═════ Selected passage ═════

= The Old Man and the Seymour =

2009 American film

The Old Man and the Seymour is a 2009 American comedy short film starring Streeter Seidell and Amir Blumenfeld. It was written and directed by Giancarlo Fiorentini and Jonathan Grimm.

Seymour, portrayed by Seidell, is taken in by his uncle, portrayed by Blumenfeld. Seymour's uncle, a 47-year-old man with growth hormone deficiency, is mistaken for a high schooler. Finding himself suddenly popular, meeting girls and going to parties, Seymour's uncle decides to pretend that he is in fact the new kid in school. Things go downhill.

The film was selected to the Austin Film Festival, Friars Club Comedy Film Festival, LA Shorts Fest, among others. It premiered at NYU's First Run Film Festival, and was the directors' thesis project.

═════ Material provided ═════

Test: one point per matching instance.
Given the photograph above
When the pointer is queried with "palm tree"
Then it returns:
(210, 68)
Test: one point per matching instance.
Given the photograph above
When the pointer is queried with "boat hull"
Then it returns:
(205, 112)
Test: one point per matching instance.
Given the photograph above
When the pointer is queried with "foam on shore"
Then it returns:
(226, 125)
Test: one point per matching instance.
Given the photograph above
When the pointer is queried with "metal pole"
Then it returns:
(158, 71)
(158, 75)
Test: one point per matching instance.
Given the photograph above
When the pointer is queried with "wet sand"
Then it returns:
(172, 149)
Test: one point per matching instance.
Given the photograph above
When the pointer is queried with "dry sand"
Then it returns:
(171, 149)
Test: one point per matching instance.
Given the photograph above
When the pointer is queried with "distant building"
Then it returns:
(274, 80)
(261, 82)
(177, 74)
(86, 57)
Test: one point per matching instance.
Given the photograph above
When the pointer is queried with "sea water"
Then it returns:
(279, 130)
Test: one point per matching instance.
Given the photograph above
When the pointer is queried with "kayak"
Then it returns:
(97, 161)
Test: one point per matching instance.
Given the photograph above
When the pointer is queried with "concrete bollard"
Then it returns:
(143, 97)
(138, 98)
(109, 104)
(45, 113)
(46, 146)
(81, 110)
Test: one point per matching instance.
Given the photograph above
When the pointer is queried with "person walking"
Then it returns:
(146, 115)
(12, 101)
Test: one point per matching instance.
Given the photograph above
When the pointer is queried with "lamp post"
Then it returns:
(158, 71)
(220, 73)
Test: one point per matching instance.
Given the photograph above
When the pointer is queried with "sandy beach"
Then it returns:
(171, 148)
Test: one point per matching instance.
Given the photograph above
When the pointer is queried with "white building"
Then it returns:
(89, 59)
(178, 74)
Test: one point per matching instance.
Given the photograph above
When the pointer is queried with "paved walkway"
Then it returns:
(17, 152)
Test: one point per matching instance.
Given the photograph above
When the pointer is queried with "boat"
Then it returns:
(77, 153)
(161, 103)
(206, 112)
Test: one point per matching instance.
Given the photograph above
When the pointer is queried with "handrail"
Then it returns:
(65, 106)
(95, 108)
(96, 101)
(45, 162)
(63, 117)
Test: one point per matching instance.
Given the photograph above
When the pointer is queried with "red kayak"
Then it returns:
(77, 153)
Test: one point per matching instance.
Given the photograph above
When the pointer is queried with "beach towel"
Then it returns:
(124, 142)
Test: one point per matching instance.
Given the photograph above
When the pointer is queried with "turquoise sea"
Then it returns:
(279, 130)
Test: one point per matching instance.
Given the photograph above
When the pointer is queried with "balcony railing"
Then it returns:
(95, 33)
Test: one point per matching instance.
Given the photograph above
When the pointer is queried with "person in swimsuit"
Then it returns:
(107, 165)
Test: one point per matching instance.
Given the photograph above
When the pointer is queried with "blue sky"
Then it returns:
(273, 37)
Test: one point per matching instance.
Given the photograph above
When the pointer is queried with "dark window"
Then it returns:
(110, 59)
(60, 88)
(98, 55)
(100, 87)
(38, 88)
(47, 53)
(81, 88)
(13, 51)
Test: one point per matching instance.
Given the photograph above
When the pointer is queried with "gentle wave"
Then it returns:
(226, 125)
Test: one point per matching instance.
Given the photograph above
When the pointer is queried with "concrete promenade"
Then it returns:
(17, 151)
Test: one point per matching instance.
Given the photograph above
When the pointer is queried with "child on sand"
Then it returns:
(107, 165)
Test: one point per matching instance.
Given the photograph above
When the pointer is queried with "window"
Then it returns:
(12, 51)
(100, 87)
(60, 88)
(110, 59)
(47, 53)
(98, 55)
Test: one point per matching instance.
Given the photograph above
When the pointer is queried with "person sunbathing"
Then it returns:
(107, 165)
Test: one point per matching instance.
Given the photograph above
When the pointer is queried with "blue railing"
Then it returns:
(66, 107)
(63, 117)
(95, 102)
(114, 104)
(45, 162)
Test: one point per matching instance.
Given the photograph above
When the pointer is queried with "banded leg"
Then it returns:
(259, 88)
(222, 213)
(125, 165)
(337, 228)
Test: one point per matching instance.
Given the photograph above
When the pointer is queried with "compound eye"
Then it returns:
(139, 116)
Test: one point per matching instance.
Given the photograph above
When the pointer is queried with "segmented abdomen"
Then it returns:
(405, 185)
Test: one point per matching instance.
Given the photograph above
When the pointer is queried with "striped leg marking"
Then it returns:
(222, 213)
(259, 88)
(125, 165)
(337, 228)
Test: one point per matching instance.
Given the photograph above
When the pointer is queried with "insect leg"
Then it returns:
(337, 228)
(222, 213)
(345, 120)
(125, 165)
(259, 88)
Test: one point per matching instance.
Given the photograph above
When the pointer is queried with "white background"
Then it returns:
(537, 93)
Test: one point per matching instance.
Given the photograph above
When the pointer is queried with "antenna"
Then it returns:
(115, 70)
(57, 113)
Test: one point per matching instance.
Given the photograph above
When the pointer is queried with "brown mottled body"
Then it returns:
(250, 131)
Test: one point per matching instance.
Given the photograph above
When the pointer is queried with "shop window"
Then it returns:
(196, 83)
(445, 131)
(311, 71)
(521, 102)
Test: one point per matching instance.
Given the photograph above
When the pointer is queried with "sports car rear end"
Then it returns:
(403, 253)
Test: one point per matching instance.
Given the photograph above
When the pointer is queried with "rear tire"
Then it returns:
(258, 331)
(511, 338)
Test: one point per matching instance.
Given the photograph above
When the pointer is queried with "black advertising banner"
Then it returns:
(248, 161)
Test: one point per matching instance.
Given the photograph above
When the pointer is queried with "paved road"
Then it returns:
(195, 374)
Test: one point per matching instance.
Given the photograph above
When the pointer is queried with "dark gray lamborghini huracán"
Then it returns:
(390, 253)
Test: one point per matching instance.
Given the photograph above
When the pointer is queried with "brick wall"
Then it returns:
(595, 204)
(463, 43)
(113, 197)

═════
═════ Material provided ═════

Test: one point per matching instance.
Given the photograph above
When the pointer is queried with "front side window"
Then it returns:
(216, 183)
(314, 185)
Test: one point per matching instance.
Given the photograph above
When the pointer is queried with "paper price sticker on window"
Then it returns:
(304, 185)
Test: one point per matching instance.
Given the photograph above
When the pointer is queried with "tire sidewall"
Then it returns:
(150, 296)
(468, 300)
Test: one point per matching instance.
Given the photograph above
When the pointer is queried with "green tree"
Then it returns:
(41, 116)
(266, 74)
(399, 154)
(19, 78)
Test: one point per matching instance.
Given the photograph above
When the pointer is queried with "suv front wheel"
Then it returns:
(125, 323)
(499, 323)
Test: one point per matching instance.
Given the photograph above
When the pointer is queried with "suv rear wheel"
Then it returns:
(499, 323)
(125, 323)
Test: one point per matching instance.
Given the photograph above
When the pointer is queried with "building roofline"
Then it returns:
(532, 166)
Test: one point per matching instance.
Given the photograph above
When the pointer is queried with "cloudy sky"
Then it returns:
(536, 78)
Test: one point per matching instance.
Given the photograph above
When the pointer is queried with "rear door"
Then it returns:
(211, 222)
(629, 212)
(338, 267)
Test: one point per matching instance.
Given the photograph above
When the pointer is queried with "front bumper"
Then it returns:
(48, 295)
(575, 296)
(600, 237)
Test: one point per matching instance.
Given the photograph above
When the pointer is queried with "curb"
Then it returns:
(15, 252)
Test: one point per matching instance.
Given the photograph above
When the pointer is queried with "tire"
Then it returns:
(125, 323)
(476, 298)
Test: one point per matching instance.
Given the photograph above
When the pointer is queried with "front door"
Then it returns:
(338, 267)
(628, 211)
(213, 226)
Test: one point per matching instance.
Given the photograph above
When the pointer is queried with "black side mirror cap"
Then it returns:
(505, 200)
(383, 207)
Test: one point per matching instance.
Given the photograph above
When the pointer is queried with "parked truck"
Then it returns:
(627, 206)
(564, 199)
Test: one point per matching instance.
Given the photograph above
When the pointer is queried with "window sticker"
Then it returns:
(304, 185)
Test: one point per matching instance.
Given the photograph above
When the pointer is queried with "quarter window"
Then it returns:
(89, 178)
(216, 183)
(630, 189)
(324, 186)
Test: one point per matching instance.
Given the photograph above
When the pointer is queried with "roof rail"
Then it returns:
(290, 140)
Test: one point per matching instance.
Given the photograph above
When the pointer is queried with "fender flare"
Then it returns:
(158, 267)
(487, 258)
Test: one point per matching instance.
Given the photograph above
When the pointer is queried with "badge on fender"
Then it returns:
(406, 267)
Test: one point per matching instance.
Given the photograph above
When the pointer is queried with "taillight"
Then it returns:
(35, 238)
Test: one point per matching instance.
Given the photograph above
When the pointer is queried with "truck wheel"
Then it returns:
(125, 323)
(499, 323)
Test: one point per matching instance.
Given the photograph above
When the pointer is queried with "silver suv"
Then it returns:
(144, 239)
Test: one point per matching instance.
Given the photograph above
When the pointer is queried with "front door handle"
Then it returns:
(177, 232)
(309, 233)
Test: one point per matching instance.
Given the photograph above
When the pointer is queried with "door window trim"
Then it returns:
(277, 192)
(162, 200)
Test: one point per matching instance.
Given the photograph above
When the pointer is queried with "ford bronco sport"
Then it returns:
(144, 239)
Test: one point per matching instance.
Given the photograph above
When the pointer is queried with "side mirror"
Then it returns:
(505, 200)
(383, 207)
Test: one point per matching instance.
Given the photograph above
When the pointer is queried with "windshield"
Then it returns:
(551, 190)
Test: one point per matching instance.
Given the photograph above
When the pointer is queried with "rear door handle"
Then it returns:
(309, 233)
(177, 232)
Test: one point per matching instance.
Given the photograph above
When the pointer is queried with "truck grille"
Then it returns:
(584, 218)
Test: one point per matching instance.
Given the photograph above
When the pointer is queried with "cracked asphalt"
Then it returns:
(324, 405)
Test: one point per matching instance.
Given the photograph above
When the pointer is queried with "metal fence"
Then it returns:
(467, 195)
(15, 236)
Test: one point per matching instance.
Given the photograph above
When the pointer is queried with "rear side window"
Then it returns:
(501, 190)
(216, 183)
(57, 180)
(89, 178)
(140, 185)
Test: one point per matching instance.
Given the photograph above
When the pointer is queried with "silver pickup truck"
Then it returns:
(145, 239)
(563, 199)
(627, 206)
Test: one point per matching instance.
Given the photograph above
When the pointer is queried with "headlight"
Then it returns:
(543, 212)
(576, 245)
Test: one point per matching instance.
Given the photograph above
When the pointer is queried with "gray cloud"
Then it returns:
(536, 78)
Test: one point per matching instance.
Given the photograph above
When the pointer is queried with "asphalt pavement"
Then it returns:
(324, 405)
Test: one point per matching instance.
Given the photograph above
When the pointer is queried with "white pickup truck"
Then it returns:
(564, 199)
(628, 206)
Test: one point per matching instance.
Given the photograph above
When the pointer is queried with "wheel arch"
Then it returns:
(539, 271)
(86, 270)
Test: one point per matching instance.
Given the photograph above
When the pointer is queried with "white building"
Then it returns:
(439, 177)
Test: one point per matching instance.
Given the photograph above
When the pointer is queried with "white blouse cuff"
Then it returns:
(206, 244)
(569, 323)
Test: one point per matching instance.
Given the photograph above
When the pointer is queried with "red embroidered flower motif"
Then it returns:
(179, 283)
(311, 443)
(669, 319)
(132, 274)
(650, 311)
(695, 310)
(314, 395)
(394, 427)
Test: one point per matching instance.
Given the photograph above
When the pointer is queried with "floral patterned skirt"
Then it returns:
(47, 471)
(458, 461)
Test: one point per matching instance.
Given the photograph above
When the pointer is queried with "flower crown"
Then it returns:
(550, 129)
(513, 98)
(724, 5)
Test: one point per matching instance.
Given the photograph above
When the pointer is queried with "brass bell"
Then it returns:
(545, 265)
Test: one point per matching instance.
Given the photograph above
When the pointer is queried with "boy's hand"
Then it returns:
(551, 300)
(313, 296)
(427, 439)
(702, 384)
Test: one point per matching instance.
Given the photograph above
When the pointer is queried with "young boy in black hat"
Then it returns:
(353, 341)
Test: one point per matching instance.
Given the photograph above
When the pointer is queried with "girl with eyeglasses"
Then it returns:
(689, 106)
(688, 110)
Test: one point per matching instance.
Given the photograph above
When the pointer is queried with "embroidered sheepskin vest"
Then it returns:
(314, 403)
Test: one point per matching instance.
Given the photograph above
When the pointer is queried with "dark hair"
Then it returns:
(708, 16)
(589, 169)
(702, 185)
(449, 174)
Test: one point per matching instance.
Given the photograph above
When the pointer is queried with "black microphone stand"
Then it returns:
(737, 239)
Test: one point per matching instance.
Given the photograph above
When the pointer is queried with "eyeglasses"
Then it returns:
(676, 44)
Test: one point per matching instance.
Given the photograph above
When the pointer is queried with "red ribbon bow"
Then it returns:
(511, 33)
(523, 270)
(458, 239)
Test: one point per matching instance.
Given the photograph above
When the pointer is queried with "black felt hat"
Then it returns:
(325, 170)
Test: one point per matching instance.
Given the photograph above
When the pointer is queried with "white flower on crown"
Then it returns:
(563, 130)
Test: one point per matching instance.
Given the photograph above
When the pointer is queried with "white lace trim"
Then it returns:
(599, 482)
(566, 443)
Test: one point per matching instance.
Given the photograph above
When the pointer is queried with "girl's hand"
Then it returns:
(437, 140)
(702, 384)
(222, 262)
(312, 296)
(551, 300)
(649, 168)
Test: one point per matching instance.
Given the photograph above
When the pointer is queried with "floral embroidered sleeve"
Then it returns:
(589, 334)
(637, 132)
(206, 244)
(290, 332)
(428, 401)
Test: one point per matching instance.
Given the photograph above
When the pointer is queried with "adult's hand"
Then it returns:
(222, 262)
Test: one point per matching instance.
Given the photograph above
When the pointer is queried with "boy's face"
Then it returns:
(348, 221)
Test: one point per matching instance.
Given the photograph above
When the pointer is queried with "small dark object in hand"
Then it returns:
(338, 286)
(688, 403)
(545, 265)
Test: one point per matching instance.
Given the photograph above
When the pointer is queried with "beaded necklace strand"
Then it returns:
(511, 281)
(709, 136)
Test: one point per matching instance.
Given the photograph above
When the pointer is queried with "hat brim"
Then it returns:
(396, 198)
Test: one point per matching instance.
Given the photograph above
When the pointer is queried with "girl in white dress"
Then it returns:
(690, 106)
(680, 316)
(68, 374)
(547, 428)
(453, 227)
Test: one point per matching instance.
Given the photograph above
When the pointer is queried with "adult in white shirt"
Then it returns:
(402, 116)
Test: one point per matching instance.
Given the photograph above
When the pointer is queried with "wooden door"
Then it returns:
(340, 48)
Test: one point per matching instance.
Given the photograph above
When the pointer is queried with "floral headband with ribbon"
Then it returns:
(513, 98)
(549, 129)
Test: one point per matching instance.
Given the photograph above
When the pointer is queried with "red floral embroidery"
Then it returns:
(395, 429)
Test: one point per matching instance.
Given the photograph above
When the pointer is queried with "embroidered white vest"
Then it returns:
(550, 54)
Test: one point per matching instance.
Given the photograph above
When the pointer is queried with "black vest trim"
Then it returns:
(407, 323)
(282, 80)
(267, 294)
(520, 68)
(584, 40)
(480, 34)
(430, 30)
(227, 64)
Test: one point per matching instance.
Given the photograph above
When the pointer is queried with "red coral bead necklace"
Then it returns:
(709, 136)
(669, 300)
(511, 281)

═════
═════ Material provided ═════

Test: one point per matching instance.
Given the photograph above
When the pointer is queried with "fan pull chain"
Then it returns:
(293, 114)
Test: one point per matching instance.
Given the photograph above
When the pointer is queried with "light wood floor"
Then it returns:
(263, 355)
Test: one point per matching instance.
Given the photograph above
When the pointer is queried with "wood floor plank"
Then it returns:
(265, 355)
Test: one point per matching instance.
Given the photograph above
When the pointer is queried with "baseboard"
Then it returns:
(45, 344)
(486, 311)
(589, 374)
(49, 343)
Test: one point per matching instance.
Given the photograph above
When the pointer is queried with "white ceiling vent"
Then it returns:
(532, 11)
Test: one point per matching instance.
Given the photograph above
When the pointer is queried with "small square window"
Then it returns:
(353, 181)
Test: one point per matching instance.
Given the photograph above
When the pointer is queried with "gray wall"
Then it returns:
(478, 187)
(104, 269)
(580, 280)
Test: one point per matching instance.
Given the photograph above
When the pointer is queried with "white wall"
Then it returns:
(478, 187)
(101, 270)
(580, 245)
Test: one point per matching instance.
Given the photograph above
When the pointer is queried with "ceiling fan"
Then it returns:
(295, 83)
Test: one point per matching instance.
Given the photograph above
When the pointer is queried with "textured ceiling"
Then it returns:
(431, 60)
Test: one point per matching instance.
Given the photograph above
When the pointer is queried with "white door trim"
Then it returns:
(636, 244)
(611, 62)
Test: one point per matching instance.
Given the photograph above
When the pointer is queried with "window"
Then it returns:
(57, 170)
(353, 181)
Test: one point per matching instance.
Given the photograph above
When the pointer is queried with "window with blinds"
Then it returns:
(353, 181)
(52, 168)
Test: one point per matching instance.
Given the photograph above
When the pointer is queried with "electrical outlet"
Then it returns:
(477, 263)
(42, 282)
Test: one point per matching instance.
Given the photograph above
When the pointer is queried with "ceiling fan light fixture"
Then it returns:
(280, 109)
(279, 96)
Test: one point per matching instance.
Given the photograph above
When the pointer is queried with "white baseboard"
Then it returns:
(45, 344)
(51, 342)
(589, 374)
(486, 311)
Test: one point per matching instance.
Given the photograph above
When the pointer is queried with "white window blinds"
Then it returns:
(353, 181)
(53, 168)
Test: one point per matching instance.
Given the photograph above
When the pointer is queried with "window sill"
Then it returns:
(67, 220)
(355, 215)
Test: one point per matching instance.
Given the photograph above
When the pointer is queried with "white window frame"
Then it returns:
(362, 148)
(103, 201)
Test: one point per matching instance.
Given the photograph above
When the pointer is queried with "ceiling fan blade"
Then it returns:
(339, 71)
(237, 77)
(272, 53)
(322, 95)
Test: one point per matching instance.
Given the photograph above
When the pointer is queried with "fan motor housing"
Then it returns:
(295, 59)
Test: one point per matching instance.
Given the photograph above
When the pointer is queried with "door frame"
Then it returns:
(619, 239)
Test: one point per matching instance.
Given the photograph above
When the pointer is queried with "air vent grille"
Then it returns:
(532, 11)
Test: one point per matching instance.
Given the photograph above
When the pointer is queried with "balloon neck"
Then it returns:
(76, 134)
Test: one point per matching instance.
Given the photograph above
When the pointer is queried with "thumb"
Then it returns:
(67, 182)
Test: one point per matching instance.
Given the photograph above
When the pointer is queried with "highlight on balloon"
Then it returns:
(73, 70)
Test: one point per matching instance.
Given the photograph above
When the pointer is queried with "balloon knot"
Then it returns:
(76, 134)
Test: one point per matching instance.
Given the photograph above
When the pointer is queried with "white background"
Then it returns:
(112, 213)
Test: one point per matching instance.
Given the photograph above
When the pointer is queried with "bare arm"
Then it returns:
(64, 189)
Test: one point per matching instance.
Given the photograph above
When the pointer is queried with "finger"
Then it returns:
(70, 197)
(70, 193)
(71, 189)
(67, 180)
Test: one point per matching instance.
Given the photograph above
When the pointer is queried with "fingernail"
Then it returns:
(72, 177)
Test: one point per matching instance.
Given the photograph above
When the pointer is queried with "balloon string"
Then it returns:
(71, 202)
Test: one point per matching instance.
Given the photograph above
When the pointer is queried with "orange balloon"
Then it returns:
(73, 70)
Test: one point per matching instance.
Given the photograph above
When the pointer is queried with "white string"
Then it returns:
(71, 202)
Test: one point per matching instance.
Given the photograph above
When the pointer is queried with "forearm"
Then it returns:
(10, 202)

═════

_Aim of the exercise_
Rewrite the short film article starting with "The film was" and going on through "directors' thesis project.", putting "debuted" in place of "premiered".

_Full answer_
The film was selected to the Austin Film Festival, Friars Club Comedy Film Festival, LA Shorts Fest, among others. It debuted at NYU's First Run Film Festival, and was the directors' thesis project.